Lista de tareas
a – Traduzca al inglés esta oración del texto de la página sobre Faulkner: «El placer de la relectura se da por obra y gracia del olvido.»
b – Cuente las líneas de los registros que contienen la palabra "hair", teniendo en cuenta mayúsculas y minúsculas, e indique únicamente el número.

Texto de la página
┄┄┄┄┄┄┄┄┄┄┄┄┄┄┄┄┄┄┄┄

LECTURA PENDIENTE II

gambito

LIDIANDO CON FAULKNER: HUMO

El placer de la relectura se da por obra y gracia del olvido.

Para los que no conocen este libro, todos los cuentos que lo componen tienen como protagonista a Gavin Stevens, fiscal de distrito, que a veces aparece como joven abogado, otras como solterón irredento y otras ya entrando en años. También aparece, como escolta perpetua, su sobrino Chick Mallison. A veces este es quien narra la trama, en otras —justo en “Gambito de caballo“— el narrador lo usa para convertirnos en testigos indirectos de los asuntos del protagonista principal, su tío Gavin.

┄┄┄┄┄┄┄┄┄┄┄┄┄┄┄┄┄┄┄┄

Material proporcionado
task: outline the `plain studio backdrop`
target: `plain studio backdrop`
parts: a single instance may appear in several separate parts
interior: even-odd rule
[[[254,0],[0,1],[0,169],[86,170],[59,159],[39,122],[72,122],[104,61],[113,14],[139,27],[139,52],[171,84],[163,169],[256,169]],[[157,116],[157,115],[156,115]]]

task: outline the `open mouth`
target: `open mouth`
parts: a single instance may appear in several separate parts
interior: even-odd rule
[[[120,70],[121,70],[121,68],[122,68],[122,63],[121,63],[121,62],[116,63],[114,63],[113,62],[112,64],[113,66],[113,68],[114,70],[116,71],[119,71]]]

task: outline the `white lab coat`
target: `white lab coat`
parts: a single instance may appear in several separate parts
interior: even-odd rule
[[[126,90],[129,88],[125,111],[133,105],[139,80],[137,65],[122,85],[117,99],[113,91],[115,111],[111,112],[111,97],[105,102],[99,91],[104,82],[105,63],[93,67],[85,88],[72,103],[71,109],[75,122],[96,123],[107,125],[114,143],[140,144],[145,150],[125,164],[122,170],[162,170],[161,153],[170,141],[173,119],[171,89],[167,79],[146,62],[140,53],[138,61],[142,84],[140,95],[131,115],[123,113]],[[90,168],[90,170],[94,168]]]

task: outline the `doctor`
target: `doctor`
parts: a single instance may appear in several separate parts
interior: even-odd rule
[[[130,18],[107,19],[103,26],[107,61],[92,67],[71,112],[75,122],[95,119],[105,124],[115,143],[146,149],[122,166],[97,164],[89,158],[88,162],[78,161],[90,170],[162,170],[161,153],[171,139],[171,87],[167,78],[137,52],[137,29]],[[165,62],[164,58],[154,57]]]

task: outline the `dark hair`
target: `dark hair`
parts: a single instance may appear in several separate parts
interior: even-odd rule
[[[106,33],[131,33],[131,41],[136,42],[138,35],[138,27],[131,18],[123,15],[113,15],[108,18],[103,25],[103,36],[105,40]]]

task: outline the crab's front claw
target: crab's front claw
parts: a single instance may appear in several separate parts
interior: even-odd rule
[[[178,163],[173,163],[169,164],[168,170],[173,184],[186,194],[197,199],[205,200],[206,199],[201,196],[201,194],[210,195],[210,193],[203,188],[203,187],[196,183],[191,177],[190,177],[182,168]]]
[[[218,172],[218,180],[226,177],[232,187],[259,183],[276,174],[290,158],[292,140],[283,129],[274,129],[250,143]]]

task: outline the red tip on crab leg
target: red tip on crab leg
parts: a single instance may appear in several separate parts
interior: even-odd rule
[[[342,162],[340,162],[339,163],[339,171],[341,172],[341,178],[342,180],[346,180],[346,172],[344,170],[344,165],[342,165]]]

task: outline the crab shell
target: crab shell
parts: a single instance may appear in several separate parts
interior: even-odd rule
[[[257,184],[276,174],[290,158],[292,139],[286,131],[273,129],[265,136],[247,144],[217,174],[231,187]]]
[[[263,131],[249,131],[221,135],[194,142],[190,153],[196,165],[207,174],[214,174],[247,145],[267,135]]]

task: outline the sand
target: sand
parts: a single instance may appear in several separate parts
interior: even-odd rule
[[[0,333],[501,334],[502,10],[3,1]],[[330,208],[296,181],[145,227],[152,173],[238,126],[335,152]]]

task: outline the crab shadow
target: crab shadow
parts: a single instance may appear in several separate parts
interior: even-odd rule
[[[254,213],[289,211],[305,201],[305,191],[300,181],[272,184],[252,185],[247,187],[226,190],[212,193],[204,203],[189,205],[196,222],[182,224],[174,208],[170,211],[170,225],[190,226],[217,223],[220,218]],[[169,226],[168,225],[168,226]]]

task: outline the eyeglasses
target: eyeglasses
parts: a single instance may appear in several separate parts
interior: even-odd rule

┄┄┄┄┄┄┄┄┄┄┄┄┄┄┄┄┄┄┄┄

Soluciones
a – The pleasure of rereading comes about by the grace of forgetting.

b – 2